═══ TEXTO DEL DOCUMENTO

No me dio tiempo. Entre leer los carteles y mirar la cara de
la gente, dada mi inclinación a curiosear la sociología del paisaje, pasé de un
recinto de espera a otro de inmunización sin poder ojear la prensa. Rápidamente
me conminaron a acceder a un box donde te identifican, introducen los datos del
lote de la vacuna en tu historial y proceden a inyectarte. Eran tres
sanitarios, con sus uniformes, mascarillas y guantes correspondientes, y
sobrados de una amabilidad que calmaba todas las suspicacias que pudieras
albergar. Una amabilidad que se transformó en camaradería en cuanto les notifiqué
que yo también era un sanitario… jubilado. Intercambiamos comentarios e
impresiones que me hicieron sentirme honrado de pertenecer a un colectivo que
presta tan enorme servicio a la población en una situación realmente excepcional.

══════
═══ REGISTROS MOSTRADOS

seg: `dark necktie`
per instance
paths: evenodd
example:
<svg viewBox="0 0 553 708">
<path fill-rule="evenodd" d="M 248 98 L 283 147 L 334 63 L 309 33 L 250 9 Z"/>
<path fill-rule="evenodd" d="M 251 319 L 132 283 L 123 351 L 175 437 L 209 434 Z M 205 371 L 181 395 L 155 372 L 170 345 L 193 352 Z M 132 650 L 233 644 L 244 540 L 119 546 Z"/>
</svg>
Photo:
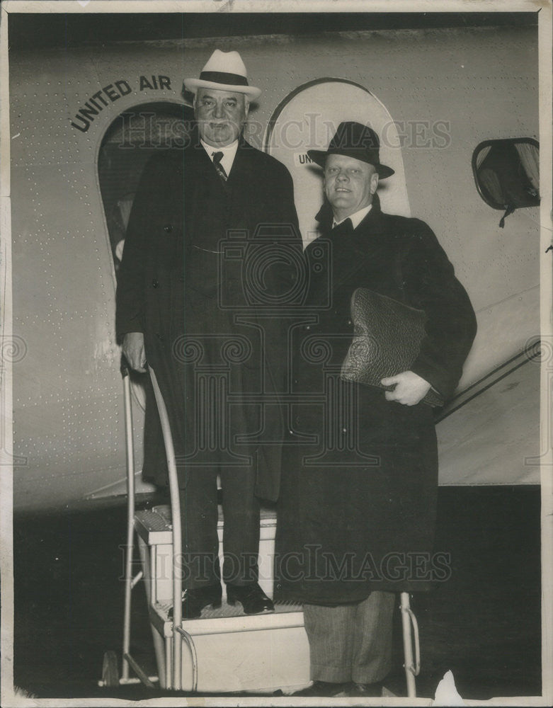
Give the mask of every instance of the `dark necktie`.
<svg viewBox="0 0 553 708">
<path fill-rule="evenodd" d="M 344 219 L 340 224 L 337 224 L 331 233 L 333 236 L 347 236 L 348 234 L 351 234 L 353 231 L 353 224 L 351 223 L 351 219 L 348 218 Z"/>
<path fill-rule="evenodd" d="M 212 152 L 212 156 L 213 157 L 213 164 L 215 166 L 215 169 L 217 170 L 217 173 L 223 181 L 226 182 L 228 178 L 228 175 L 224 171 L 224 168 L 221 164 L 221 160 L 223 156 L 222 152 Z"/>
</svg>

══════

Escribe la continuación del relato sobre la visita al centro de vacunación a partir de su última frase. Los registros provienen de una fuente distinta.

Les agradecí su trabajo y esmerada atención, percibiendo en sus miradas la
satisfacción de que, por unos instantes, alguien no sólo reconociera su
trabajo, sino que tuviera conocimiento de su verdadero valor y trascendencia.
Salí de allí feliz. Estaba vacunado. Pero la felicidad
surgía más por una sensación de orgullo profesional que por la vacuna que
finalmente me fue administrada. Ahora sólo resta que ambas cosas surtan efectos:
que la inyección me prevenga de la enfermedad y que la admiración por los
sanitarios se extienda en todos los campos de su actividad y a lo largo del
tiempo y de los Presupuestos Generales del Estado. Gracias, compañeros.